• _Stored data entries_
* * * *

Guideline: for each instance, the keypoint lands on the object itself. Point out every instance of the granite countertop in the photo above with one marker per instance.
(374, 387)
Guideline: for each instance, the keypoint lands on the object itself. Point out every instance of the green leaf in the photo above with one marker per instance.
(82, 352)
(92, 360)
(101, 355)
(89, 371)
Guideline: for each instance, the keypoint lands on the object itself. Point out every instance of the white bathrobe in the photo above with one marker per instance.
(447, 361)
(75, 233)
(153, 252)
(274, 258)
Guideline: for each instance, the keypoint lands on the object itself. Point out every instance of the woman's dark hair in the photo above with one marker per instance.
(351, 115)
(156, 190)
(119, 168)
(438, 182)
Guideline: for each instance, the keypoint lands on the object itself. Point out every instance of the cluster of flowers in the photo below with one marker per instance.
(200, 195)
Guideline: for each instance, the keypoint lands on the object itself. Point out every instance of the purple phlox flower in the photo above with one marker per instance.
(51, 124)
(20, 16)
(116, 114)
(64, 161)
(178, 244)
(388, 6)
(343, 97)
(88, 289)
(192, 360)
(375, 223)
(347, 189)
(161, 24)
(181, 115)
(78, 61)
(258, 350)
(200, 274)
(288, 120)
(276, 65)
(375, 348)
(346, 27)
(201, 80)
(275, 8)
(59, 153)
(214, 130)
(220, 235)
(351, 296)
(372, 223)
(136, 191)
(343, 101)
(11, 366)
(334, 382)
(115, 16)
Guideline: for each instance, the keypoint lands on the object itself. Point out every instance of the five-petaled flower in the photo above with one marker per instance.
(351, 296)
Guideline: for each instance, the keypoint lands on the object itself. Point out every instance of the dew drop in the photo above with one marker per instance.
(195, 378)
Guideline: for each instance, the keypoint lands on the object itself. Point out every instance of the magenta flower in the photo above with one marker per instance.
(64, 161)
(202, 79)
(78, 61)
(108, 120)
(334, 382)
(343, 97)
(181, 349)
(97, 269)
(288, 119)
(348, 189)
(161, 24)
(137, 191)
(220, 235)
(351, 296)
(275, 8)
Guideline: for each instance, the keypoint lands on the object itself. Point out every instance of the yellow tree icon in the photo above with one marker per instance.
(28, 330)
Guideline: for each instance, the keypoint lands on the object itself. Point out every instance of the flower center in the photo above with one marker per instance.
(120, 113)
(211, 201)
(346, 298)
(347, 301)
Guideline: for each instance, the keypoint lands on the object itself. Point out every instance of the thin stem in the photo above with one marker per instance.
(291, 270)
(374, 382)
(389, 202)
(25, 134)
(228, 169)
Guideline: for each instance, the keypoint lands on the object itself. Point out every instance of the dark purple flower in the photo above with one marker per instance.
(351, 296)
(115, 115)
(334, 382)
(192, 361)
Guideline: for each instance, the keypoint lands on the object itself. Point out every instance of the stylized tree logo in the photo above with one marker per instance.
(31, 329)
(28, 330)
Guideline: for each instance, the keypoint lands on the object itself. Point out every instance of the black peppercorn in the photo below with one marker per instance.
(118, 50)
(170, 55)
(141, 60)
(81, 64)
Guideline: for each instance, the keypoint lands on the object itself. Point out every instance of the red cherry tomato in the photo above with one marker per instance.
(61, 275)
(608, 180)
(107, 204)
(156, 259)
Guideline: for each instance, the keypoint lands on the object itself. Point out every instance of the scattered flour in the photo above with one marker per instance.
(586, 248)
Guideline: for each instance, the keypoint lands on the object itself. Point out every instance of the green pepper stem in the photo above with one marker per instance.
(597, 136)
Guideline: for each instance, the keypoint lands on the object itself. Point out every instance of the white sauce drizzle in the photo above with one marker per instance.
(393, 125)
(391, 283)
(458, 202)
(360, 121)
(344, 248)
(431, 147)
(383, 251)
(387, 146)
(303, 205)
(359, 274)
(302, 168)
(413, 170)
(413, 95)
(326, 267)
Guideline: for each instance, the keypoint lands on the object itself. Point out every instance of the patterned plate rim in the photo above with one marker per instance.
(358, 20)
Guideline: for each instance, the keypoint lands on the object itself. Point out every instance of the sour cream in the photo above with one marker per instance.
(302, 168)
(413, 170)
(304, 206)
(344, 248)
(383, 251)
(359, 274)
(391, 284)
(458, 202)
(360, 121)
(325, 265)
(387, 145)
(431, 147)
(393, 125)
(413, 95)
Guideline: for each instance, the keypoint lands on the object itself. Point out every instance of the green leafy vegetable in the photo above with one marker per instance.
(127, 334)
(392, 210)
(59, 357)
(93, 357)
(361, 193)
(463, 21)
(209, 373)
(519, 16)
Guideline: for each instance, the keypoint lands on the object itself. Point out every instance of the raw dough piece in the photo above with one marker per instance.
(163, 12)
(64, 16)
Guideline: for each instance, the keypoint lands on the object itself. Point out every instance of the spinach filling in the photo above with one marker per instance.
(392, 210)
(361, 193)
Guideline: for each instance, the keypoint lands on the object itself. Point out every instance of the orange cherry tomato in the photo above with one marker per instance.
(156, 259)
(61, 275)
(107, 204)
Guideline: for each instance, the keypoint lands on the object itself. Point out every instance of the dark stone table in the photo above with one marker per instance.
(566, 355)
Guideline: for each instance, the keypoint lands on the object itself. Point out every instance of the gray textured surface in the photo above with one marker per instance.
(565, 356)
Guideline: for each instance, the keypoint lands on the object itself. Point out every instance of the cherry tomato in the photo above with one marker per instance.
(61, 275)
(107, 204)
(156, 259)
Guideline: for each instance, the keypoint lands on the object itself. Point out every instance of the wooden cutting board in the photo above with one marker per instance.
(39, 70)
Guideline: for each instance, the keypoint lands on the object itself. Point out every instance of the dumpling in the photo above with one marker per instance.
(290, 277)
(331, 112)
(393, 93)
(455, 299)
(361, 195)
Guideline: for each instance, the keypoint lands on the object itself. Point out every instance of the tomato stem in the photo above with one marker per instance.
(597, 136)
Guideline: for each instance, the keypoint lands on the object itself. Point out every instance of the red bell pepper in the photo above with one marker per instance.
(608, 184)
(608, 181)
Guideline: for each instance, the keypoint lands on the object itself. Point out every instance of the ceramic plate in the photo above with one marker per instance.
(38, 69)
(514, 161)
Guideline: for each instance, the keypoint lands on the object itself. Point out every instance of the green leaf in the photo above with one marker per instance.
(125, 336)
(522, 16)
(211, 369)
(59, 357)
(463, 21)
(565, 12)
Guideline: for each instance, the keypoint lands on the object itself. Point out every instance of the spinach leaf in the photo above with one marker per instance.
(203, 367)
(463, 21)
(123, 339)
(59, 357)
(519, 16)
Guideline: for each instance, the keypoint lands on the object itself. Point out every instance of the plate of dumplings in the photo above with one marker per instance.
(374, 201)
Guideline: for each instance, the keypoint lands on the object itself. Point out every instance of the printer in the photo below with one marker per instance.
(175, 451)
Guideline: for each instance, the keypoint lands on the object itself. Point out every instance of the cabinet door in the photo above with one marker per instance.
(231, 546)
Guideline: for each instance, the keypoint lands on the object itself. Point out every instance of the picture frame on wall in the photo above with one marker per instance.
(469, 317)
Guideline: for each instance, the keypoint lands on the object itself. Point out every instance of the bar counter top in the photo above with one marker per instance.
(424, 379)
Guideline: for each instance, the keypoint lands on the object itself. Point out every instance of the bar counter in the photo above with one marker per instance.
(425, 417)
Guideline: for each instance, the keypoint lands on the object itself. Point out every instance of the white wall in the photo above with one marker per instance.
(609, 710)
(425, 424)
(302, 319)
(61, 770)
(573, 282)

* * * *

• _Required work_
Render the stretch of the listing from the line containing "the white wall" through the end of the listing as a Markdown table with the columns Row and Text, one numbered row per line and blank lines skipped.

• _Written response_
| Row | Text |
|---|---|
| 1 | Guideline: for each instance, the keypoint lands on the object itself. Point out every instance of the white wall in the photo above with one marker per instance. |
| 2 | (609, 710) |
| 3 | (425, 424) |
| 4 | (302, 319) |
| 5 | (61, 770) |
| 6 | (573, 282) |